Task to carry out —
Lay out every line of the entries below as a Markdown table with two columns, Row and Content. Number the rows in order and omit blank lines.

Data pulled from a collection
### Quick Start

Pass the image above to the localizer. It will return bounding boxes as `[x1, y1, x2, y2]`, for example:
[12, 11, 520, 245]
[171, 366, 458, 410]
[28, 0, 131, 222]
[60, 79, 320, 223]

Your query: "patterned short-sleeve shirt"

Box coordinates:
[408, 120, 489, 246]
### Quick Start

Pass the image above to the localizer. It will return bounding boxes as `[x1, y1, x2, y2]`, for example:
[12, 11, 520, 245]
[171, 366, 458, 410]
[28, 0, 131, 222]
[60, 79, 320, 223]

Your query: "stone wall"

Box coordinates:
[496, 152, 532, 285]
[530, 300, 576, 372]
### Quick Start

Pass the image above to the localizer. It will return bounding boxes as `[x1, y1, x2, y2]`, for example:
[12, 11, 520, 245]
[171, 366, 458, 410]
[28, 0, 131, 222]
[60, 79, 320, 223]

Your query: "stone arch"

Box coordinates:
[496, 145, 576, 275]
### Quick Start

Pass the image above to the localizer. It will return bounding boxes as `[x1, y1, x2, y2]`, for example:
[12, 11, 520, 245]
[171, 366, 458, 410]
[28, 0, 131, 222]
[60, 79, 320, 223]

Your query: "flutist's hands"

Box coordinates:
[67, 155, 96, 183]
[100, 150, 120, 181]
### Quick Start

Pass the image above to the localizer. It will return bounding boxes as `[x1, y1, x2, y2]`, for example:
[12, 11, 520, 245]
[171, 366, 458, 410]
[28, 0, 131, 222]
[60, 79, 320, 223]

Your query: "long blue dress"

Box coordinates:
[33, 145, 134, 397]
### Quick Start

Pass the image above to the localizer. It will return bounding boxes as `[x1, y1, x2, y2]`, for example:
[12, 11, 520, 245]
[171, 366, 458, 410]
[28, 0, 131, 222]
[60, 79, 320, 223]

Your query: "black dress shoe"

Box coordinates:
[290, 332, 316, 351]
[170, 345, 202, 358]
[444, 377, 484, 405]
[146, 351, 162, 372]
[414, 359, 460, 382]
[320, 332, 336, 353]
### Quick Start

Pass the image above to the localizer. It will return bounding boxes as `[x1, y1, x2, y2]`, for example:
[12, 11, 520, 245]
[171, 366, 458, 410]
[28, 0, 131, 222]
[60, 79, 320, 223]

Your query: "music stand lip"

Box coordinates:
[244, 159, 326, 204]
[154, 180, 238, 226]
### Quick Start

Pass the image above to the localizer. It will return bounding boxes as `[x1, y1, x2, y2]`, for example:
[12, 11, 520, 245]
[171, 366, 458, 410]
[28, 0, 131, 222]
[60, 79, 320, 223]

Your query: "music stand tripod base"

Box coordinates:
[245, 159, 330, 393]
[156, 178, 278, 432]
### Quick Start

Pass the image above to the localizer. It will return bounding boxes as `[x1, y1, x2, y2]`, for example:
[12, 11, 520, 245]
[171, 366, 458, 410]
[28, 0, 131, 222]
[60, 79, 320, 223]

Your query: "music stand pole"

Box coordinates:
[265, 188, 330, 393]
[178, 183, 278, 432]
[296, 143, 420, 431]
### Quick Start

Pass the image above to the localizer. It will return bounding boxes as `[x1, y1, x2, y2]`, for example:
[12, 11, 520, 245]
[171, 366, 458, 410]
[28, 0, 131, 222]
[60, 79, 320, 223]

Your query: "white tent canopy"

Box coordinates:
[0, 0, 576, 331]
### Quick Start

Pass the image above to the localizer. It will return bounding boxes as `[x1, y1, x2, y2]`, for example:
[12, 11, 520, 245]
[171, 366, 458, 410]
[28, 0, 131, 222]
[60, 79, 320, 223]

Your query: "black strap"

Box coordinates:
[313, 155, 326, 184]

Reply —
| Row | Content |
|---|---|
| 1 | ### Quick Start |
| 2 | Pass the image above to the localizer. It will return bounding boxes as `[x1, y1, x2, y2]`, for example: |
| 3 | [12, 11, 520, 245] |
| 4 | [171, 366, 458, 410] |
| 5 | [28, 0, 131, 222] |
| 6 | [60, 79, 320, 223] |
| 7 | Your query: "patterned short-sleeve shirt" |
| 8 | Box coordinates: |
| 9 | [408, 120, 489, 246] |
| 10 | ### Quick Start |
| 11 | Pass the image above to the localizer. It will return bounding boxes as `[x1, y1, x2, y2]`, for example: |
| 12 | [12, 11, 520, 245] |
| 13 | [171, 366, 458, 410] |
| 14 | [28, 0, 131, 222] |
| 15 | [60, 79, 320, 223] |
| 16 | Your query: "stone wall" |
| 17 | Box coordinates: |
| 18 | [496, 152, 532, 285] |
| 19 | [530, 300, 576, 372] |
| 20 | ### Quick Start |
| 21 | Pass the image above to the localizer. It will return bounding boxes as `[x1, y1, x2, y2]`, for example: |
| 22 | [12, 11, 520, 245] |
| 23 | [171, 366, 458, 410] |
| 24 | [28, 0, 131, 222] |
| 25 | [60, 79, 320, 223] |
| 26 | Your query: "stone arch" |
| 27 | Box coordinates: |
| 28 | [496, 145, 576, 275] |
| 29 | ### Quick Start |
| 30 | Pass the image above to the localizer. It will return bounding boxes as `[x1, y1, x2, y2]`, for example: |
| 31 | [12, 11, 520, 245] |
| 32 | [171, 366, 458, 410] |
| 33 | [28, 0, 131, 222] |
| 34 | [60, 79, 320, 223] |
| 35 | Your query: "flutist's hands" |
| 36 | Box coordinates: |
| 37 | [67, 155, 96, 183] |
| 38 | [100, 150, 120, 181] |
| 39 | ### Quick Start |
| 40 | Pass the image above to the localizer. It will return bounding boxes as `[x1, y1, x2, y2]`, for example: |
| 41 | [12, 11, 520, 245] |
| 42 | [171, 366, 458, 410] |
| 43 | [28, 0, 131, 222] |
| 44 | [60, 79, 320, 223] |
| 45 | Your query: "long blue dress" |
| 46 | Box coordinates: |
| 47 | [33, 145, 134, 397] |
| 48 | ### Quick Start |
| 49 | Pass the image above to the localizer. It will return bounding boxes as `[x1, y1, x2, y2]`, for example: |
| 50 | [12, 11, 520, 245] |
| 51 | [171, 366, 458, 410] |
| 52 | [28, 0, 131, 222] |
| 53 | [60, 79, 320, 223] |
| 54 | Your query: "black dress shoe" |
| 55 | Box coordinates: |
| 56 | [290, 332, 316, 351] |
| 57 | [170, 345, 202, 358] |
| 58 | [444, 377, 484, 405] |
| 59 | [146, 351, 162, 372] |
| 60 | [414, 359, 460, 382] |
| 61 | [320, 332, 336, 353] |
| 62 | ### Quick Start |
| 63 | Pass the image above to the localizer. It will return bounding boxes as `[x1, y1, x2, y2]`, for example: |
| 64 | [12, 11, 520, 245] |
| 65 | [171, 366, 458, 410] |
| 66 | [28, 0, 131, 222] |
| 67 | [60, 79, 320, 223] |
| 68 | Your query: "music stand lip" |
| 69 | Box coordinates: |
| 70 | [244, 159, 326, 204] |
| 71 | [154, 180, 238, 226] |
| 72 | ### Quick Start |
| 73 | Pass the image above to the localizer. It will return bounding boxes as `[x1, y1, x2, y2]`, for example: |
| 74 | [12, 11, 520, 245] |
| 75 | [171, 366, 458, 410] |
| 76 | [28, 0, 131, 222] |
| 77 | [60, 79, 320, 223] |
| 78 | Your query: "music stand tripod base" |
| 79 | Box coordinates: |
| 80 | [245, 159, 330, 393] |
| 81 | [156, 178, 278, 432] |
| 82 | ### Quick Start |
| 83 | Pass the image above to the localizer. It will return bounding boxes as `[x1, y1, x2, y2]`, for example: |
| 84 | [12, 11, 520, 245] |
| 85 | [171, 366, 458, 410] |
| 86 | [28, 0, 131, 222] |
| 87 | [60, 79, 320, 223] |
| 88 | Your query: "music stand pole" |
| 89 | Box coordinates: |
| 90 | [265, 188, 330, 393] |
| 91 | [178, 183, 278, 432] |
| 92 | [296, 143, 420, 431] |
| 93 | ### Quick Start |
| 94 | Pass the image above to the localizer. It will return bounding boxes as `[x1, y1, x2, y2]`, for example: |
| 95 | [12, 11, 520, 245] |
| 96 | [171, 366, 458, 410] |
| 97 | [28, 0, 131, 222] |
| 98 | [60, 79, 320, 223] |
| 99 | Your query: "white tent canopy" |
| 100 | Box coordinates: |
| 101 | [0, 0, 576, 331] |
| 102 | ### Quick Start |
| 103 | Pass the image above to the localizer. It will return bounding boxes as `[x1, y1, x2, y2]`, for example: |
| 104 | [12, 11, 520, 245] |
| 105 | [171, 366, 458, 410] |
| 106 | [28, 0, 131, 222] |
| 107 | [60, 79, 320, 223] |
| 108 | Your query: "black strap" |
| 109 | Box coordinates: |
| 110 | [313, 155, 326, 184] |